Revise the material below by replacing every "marker" with "dot" and keeping everything else the same. Leave the pictures out of your answer.

==== Provided material ====

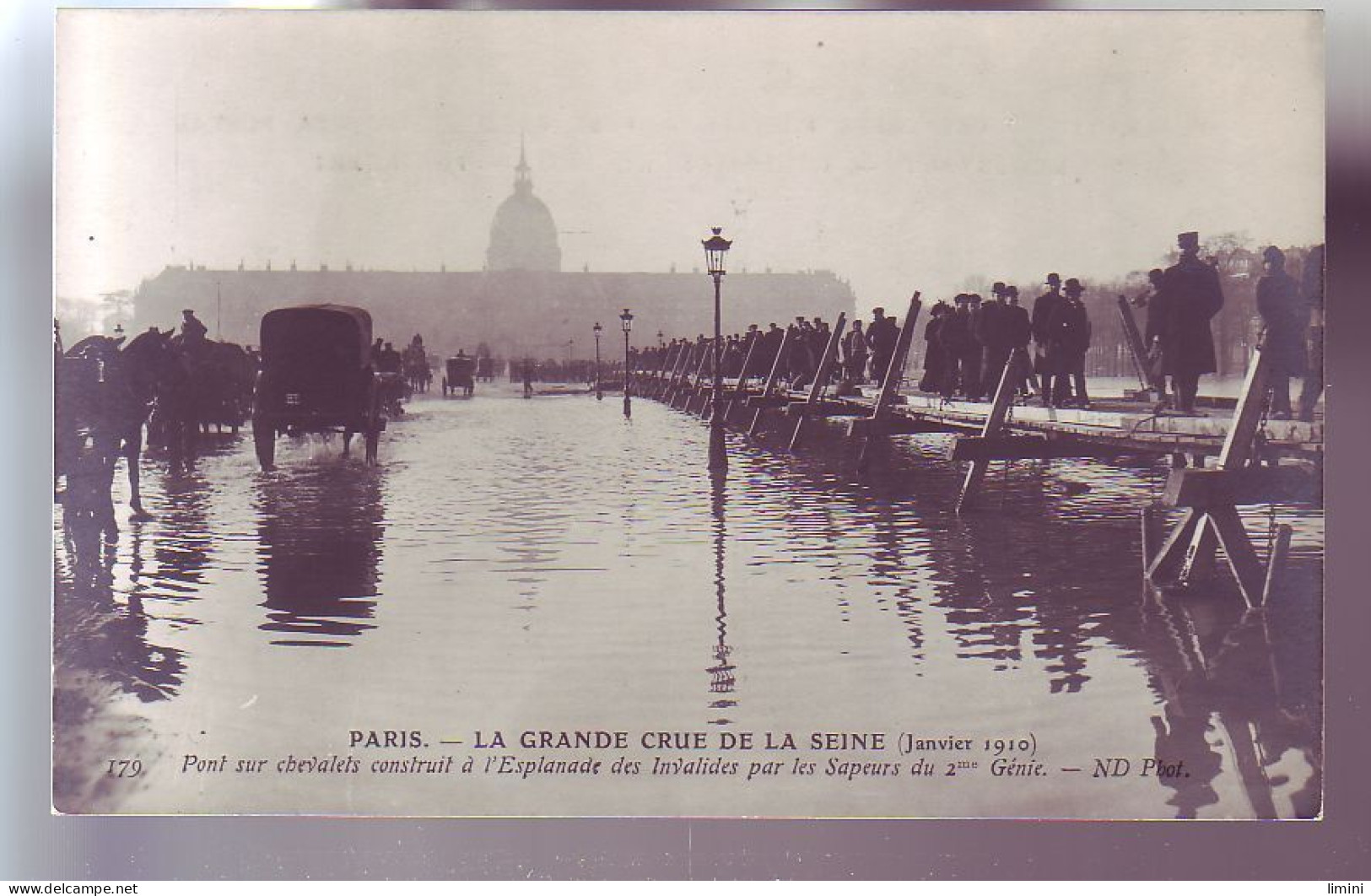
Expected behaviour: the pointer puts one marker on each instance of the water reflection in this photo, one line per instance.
(100, 634)
(721, 673)
(320, 532)
(1228, 702)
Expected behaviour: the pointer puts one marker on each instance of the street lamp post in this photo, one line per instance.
(599, 393)
(629, 327)
(716, 248)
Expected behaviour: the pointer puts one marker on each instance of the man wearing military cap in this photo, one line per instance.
(1285, 316)
(1190, 296)
(1068, 342)
(993, 332)
(1042, 310)
(881, 337)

====

» Task result
Expected behaviour: the pointer puts one dot on each instance of the water reflection in this photo, one line per instance.
(100, 634)
(721, 673)
(320, 532)
(1228, 702)
Expected behaviour: the pointer puts one dot on each instance of the street lamp post in this photo, one line per instance.
(599, 393)
(629, 327)
(716, 248)
Expected behaviour: the pointer puts one dot on each instance of the man wearing military cap in this photo, one line per instance.
(1285, 316)
(1190, 296)
(1068, 342)
(993, 332)
(1042, 310)
(881, 337)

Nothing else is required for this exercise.